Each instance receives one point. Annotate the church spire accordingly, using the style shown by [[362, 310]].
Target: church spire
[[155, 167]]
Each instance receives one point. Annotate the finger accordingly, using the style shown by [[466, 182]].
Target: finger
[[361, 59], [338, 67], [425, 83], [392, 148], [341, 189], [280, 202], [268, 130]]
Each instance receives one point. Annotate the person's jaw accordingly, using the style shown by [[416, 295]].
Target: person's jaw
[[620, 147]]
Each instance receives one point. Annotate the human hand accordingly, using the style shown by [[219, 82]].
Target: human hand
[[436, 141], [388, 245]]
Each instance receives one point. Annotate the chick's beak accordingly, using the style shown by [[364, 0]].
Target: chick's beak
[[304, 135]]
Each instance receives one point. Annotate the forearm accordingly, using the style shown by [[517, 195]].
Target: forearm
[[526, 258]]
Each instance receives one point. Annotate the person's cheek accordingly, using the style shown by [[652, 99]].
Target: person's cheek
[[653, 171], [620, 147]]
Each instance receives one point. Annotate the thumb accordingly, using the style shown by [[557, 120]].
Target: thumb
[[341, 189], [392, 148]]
☆ ☆ ☆ ☆
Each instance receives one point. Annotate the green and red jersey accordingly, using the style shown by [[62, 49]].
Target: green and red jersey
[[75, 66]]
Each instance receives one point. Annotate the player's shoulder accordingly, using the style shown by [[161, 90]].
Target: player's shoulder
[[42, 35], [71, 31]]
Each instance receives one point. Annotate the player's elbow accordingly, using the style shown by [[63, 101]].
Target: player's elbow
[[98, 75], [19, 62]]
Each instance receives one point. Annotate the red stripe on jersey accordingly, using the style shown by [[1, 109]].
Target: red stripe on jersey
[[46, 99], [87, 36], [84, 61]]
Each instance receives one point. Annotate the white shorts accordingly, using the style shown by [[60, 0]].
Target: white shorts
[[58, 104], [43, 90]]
☆ ☆ ☆ ☆
WHAT YOU SHOULD DO
Put the lines into a JSON list of strings, one string per line and no blank lines, starting at the line that contains "Each instance receives one point. Annotate the forearm" and ending at the line that contains "[[653, 171], [620, 147]]".

THE OUTPUT
[
  "Each instance receives one point. Annotate the forearm accordingly, using the style shown by [[517, 195]].",
  "Target: forearm",
  "[[526, 258]]",
  "Each instance receives one point. Annotate the person's cheek accordingly, using the style shown by [[652, 99]].",
  "Target: person's cheek",
  "[[653, 171], [620, 147]]"
]